■ ЧТО СДЕЛАТЬ ■
Ответьте на вопросы по статье, пронумеровав ответы так же:
1. Что пришито посредине одного из ремней?
2. У кого из персонажей крючок будет впереди?
3. На каком расстоянии друг от друга торчат гвозди на бревне?

— А Дон-Жуана поднимать, — и машинист показал «машину»: два толстых ремня с железными толстыми пряжками, у одного ремня пришит был посредине дратвами толстый железный крючок, а у другого — прочное железное кольцо.
— Как же будет действовать эта машина? — спросил, недоумевал, Щепкин.
— Очень просто: поясом подпояшется фурия, у нее крючок впереди, а Дон-Жуан подпояшется другим поясом, у которого кольцо будет назади. Таким образом фурия, спустясь сверху, обхватит одной рукой Дон-Жуана, а другой наденет кольцо на крючок и унесет его. У нас на сцене такой механизм прилажен.
С ужасным нетерпением, рассказывает Щепкин, ожидал он вечера, чтобы пойти в театр. Механизм сводил его с ума. При тщательном осмотре «механизм» обнаружился: от второй до третьей кулисы, посреди сцены положено было с балки на балку круглое бревно и на нем торчали два огромные гвоздя вершка на полтора один от другого. Такое же бревно, на тех же балках и с такими же гвоздями, положено было за кулисами. Машинист пояснил назначение этого «механизма»:
— А вот, извольте видеть, эти два гвоздя на этом бревне за кулисами? Между гвоздями пропустится веревка и протянется на половину сцены, где лежит вот другое бревно, и пропустится так же между двумя гвоздями: изволите видеть? А там фурия будет сидеть на балке, и веревка ей привяжется сзади, и когда фурия будет спускаться, то гвозди не дадут веревке сдвигаться, и фурия опустится прямо.

■ СТРОКИ ДАННЫХ ■
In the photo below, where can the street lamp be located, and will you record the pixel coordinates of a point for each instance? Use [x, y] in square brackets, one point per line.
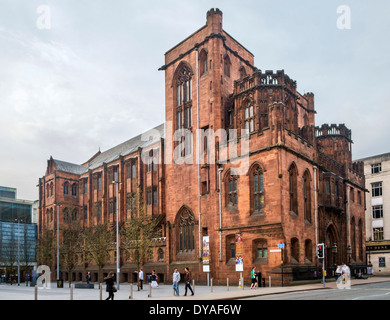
[58, 244]
[18, 220]
[117, 233]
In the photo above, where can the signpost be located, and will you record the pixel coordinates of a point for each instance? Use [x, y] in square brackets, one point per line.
[206, 256]
[281, 247]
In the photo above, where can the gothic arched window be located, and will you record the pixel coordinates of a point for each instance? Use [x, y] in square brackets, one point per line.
[203, 62]
[183, 87]
[257, 189]
[231, 190]
[186, 230]
[307, 196]
[293, 172]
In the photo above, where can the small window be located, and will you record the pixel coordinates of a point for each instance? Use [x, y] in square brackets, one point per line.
[74, 190]
[376, 189]
[249, 118]
[378, 234]
[226, 64]
[66, 189]
[377, 212]
[376, 168]
[232, 199]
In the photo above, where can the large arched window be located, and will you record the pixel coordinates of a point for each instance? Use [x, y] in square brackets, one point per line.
[294, 250]
[257, 189]
[307, 196]
[203, 62]
[293, 190]
[249, 117]
[186, 230]
[66, 188]
[308, 250]
[183, 88]
[242, 72]
[360, 235]
[353, 238]
[226, 65]
[231, 189]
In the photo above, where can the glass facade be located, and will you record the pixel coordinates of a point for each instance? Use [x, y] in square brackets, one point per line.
[12, 211]
[18, 242]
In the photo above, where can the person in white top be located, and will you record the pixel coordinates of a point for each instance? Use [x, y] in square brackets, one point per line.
[176, 280]
[141, 278]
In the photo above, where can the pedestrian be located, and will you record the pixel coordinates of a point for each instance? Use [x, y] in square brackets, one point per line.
[141, 278]
[154, 279]
[188, 281]
[253, 278]
[176, 280]
[110, 287]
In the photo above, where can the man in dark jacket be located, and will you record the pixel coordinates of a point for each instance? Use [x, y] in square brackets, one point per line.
[188, 281]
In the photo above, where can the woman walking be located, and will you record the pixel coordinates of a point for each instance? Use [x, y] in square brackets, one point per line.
[154, 279]
[110, 288]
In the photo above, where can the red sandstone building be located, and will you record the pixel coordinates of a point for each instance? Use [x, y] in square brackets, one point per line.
[295, 185]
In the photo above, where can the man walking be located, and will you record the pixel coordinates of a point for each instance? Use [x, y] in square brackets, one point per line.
[141, 278]
[176, 280]
[188, 281]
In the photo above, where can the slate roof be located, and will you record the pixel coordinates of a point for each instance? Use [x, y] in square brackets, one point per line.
[123, 149]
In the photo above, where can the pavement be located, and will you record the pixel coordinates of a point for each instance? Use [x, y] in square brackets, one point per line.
[164, 292]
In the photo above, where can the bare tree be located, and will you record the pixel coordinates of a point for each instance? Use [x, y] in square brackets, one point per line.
[138, 234]
[46, 247]
[98, 241]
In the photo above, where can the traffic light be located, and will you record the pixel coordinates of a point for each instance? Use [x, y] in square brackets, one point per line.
[320, 251]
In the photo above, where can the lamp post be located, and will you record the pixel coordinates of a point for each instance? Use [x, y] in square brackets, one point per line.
[18, 220]
[117, 234]
[58, 243]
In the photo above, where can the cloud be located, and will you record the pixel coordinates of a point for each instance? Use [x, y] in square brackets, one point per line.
[92, 80]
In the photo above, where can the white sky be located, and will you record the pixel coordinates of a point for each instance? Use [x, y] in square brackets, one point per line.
[92, 79]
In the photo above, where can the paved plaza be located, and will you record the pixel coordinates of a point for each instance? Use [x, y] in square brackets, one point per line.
[164, 292]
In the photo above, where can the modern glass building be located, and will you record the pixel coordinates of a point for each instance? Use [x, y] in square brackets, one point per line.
[18, 236]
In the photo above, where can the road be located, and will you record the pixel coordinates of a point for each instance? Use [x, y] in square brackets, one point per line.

■ РЕШЕНИЕ ЗАДАНИЯ ■
1. Толстый железный крючок, пришитый дратвами.
2. У фурии.
3. Вершка на полтора.